Your objective: Copy the entries that follow line by line, reproducing each one without any change.

Stored data:
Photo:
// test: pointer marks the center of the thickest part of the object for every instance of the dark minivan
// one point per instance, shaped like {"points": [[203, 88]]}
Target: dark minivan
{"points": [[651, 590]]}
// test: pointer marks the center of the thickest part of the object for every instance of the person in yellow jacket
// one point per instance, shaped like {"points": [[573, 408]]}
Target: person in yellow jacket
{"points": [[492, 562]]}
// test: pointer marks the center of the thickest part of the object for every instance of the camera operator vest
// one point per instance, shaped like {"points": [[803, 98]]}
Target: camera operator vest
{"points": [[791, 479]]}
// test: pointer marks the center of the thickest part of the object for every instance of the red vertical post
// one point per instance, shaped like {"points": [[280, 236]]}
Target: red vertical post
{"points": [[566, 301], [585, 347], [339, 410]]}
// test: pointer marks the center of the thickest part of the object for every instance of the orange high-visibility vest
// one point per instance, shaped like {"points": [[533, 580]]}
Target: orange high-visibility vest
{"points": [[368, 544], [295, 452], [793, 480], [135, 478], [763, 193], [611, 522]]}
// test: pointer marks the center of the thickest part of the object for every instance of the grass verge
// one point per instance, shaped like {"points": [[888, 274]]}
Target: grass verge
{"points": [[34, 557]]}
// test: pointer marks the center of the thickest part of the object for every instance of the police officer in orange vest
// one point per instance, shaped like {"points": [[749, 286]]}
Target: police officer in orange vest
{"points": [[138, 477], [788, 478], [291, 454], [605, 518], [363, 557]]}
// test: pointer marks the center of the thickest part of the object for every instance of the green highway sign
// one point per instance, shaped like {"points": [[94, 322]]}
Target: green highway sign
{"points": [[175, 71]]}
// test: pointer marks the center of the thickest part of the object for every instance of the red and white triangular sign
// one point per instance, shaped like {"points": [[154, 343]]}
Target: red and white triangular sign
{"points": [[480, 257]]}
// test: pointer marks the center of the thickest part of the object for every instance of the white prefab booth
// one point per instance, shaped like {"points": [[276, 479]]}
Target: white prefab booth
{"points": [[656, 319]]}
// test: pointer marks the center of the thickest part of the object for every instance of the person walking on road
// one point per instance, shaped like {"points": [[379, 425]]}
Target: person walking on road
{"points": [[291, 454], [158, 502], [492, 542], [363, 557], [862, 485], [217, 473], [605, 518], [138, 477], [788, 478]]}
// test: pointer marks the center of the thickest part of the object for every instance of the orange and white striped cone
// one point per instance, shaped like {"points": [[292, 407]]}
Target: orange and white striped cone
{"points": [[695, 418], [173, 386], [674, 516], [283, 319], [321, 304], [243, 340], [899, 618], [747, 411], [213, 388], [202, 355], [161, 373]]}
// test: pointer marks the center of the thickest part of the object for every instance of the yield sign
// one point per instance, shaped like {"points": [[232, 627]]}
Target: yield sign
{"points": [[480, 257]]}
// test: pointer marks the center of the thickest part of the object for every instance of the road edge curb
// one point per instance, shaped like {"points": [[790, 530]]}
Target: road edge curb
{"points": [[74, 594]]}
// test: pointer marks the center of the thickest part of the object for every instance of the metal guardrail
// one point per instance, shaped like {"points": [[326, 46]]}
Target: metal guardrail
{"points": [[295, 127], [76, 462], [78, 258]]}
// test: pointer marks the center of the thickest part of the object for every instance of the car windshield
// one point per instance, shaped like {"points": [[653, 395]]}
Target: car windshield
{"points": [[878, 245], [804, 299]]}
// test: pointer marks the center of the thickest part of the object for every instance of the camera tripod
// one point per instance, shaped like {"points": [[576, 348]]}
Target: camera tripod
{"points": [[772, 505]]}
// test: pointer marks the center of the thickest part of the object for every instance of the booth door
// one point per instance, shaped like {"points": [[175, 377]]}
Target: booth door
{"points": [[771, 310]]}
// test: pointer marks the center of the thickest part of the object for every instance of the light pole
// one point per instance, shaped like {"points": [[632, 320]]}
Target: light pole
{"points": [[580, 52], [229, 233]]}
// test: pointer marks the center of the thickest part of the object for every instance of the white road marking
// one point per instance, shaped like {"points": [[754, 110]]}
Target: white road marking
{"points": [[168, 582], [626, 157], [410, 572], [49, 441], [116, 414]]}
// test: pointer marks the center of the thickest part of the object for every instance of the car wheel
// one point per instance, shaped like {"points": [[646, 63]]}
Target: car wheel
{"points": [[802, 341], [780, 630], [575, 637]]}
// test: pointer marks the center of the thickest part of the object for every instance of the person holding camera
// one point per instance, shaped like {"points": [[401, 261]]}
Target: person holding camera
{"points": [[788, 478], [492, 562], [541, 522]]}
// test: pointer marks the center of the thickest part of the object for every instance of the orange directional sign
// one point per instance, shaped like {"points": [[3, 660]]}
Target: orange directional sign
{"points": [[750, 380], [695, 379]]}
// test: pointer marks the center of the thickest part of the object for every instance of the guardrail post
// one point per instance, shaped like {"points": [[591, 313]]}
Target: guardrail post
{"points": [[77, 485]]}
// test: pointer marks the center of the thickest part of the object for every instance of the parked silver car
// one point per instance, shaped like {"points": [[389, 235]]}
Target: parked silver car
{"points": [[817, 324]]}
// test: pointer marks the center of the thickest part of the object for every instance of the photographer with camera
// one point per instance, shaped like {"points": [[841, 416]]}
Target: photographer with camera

Task result:
Photo:
// test: pointer marks the center of the thickest part of the object for every instance of the dark minivan
// one point per instance, shaped like {"points": [[203, 88]]}
Target: dark minivan
{"points": [[651, 590]]}
// test: pointer marks the center of the thickest part of the object for every instance of the person in yellow jacket
// one point per instance, shaped like {"points": [[573, 408]]}
Target: person in yellow jacket
{"points": [[492, 562]]}
// test: pointer marks the center of the thickest part of the object for every instance of the camera operator vest
// one point per instance, shaped like {"points": [[803, 98]]}
Target: camera operator vest
{"points": [[791, 479]]}
// test: pointer marks the center of the thickest part of the object for every instance of the red vertical post
// one point per instance, shaped like {"points": [[280, 236]]}
Target: red vertical post
{"points": [[566, 301], [585, 347], [339, 410]]}
// test: pointer marks the center of the thickest part of the object for every instance of the orange high-visibility vest
// one point per instance, shaped like {"points": [[533, 580]]}
Target: orange high-visibility vest
{"points": [[368, 544], [295, 452], [793, 480], [135, 478], [763, 193], [611, 522]]}
// test: pointer marks the center of the thickest part of the object for every instance of the grass verge
// one point per instance, shaped like {"points": [[888, 274]]}
Target: grass verge
{"points": [[34, 557]]}
// test: pointer marks the center of the thickest part of the object for every instance of the police officer in orange vest
// one point per instance, shaped like {"points": [[749, 286]]}
Target: police officer in orange vest
{"points": [[138, 477], [788, 478], [291, 454], [605, 518], [363, 557]]}
// test: pointer marks the center of the thickest part of the object for every instance of the green highway sign
// one point per instance, shaped like {"points": [[94, 322]]}
Target: green highway sign
{"points": [[175, 71]]}
// test: pointer marks the center of the thickest part of the object for every instance of the red and white triangular sign
// one point per instance, shaped like {"points": [[154, 343]]}
Target: red and white triangular sign
{"points": [[480, 257]]}
// test: pointer marks the center of the thickest part of the object for every instance of the white prefab booth
// one point per instance, shaped like {"points": [[276, 479]]}
Target: white prefab booth
{"points": [[656, 319]]}
// test: pointer marks the center of the thickest part of the object for every instance of the person walking on road
// one point per instance, shaped like {"points": [[379, 425]]}
Target: person walking on road
{"points": [[291, 454], [158, 502], [492, 542], [363, 557], [862, 485], [217, 473], [605, 518], [138, 477], [788, 478]]}
// test: pointer marks the center of the thickest part of the object for every instance of the orange and white striped cone
// one point per instance, shaped like {"points": [[292, 407]]}
Target: orange and white striped cone
{"points": [[695, 418], [173, 386], [674, 516], [283, 319], [321, 304], [243, 340], [899, 618], [747, 411], [213, 388], [202, 355], [161, 373]]}
// test: pointer marks the center of the thickest part of the object for every instance of the yield sign
// one point per instance, shaped like {"points": [[232, 627]]}
Target: yield sign
{"points": [[480, 257]]}
// test: pointer marks the center of the thickest part of the object for every instance of the road edge curb
// one point per instance, shaped like {"points": [[790, 530]]}
Target: road edge curb
{"points": [[74, 594]]}
// test: pointer marks the center of the thickest part of the object for every instance of the metal guardrail
// one point per instance, shaped like {"points": [[326, 46]]}
Target: metal guardrail
{"points": [[295, 127], [76, 462], [78, 258]]}
// test: pointer marks the center of the thickest part of the object for every instance of the car windshield
// one point per instance, shaped like {"points": [[653, 395]]}
Target: car windshield
{"points": [[878, 245], [804, 299]]}
// test: pointer marks the center of the thickest part of the object for every instance of the camera tripod
// one point per instance, shaped like {"points": [[576, 348]]}
Target: camera tripod
{"points": [[772, 505]]}
// test: pointer marks the center of the thickest part of the object for every instance of the booth door
// one point per instance, shaped like {"points": [[175, 377]]}
Target: booth door
{"points": [[771, 310]]}
// test: pointer marks the center of the thickest part of the object for every instance of the light pole
// one point per instance, shaped like {"points": [[632, 320]]}
Target: light pole
{"points": [[580, 52], [229, 233]]}
// test: pointer marks the center of the thickest part of the object for every instance of the white road marking
// one point per instance, shaped like {"points": [[754, 110]]}
Target: white road marking
{"points": [[168, 582], [626, 157], [410, 572], [49, 441], [116, 414]]}
// test: pointer marks the center of the thickest part of the object for every instance of the car wheel
// one point per instance, shaped like {"points": [[646, 63]]}
Target: car wheel
{"points": [[802, 341], [780, 630], [575, 637]]}
// test: pointer marks the center of the thickest part of the object for every instance of the person holding camera
// one point per instance, shaped like {"points": [[401, 261]]}
Target: person holding camera
{"points": [[788, 478], [492, 562], [541, 522]]}
// test: pointer marks the center of the thickest part of the object for every instance of the orange directional sign
// one point per instance, shaped like {"points": [[3, 660]]}
Target: orange directional sign
{"points": [[750, 380], [695, 379]]}
// test: pointer marks the center of the thickest part of the object for every instance of the guardrail post
// one point per instance, shaped like {"points": [[591, 313]]}
Target: guardrail post
{"points": [[77, 485]]}
// test: pointer marks the center of the thickest part of the object for every instance of the parked silver car
// one point per instance, shaped like {"points": [[389, 235]]}
Target: parked silver car
{"points": [[817, 324]]}
// test: pointer marks the center of the thickest part of the object for every instance of the photographer with camera
// one point per instance, shaped like {"points": [[841, 416]]}
Target: photographer with camera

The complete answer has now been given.